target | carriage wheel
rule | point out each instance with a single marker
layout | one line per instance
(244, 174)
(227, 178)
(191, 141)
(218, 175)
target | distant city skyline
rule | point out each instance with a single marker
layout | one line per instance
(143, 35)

--

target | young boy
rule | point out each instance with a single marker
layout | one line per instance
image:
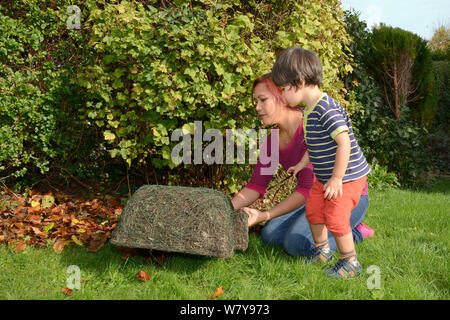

STATED TASK -
Pull out every line of the data above that contains the word "target". Copy each one unchanged, in its original order.

FINISHED TASK -
target | carriage wheel
target | distant city skyline
target | young boy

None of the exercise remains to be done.